Once you have committed to playing at the collegiate level, the process can feel lengthy.

It’s important to stay focused on the goal of gaining a scholarship rather than becoming frustrated.

Patience and positivity are both attributes collegiate coaches look for in an athlete.

Take Advantage of Coaching Visits

Both on the court and off, it’s important to take advantage of the rare time with coaches.

Play with confidence if a coach is visiting a match or tournament.

Speak and interact as if you know you can help the coach be successful.

Self-confidence both on and off the court are great qualities for collegiate players.

It is also important to maintain an understanding that you are always on “stage”

Once the recruiting process has started, every match and tournament could be seen by a coach.

Take pride in being a consistent person and player.

Take Charge of Your Process

There are many people involved with the recruiting process including parents, school coaches, and club team coaches.

It can be challenging to separate sound advice from personal preference.

The decision to play for one program is difficult and involves many factors.
※
According to the passage on college athletic recruiting, which two attributes do collegiate coaches look for in an athlete? These records have nothing to do with the passage on college athletic recruiting.
※
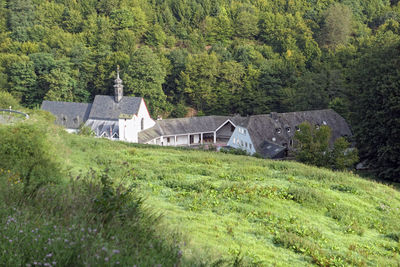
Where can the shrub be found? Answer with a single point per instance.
(29, 155)
(312, 147)
(7, 100)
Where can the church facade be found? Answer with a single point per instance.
※
Right answer
Patience and positivity.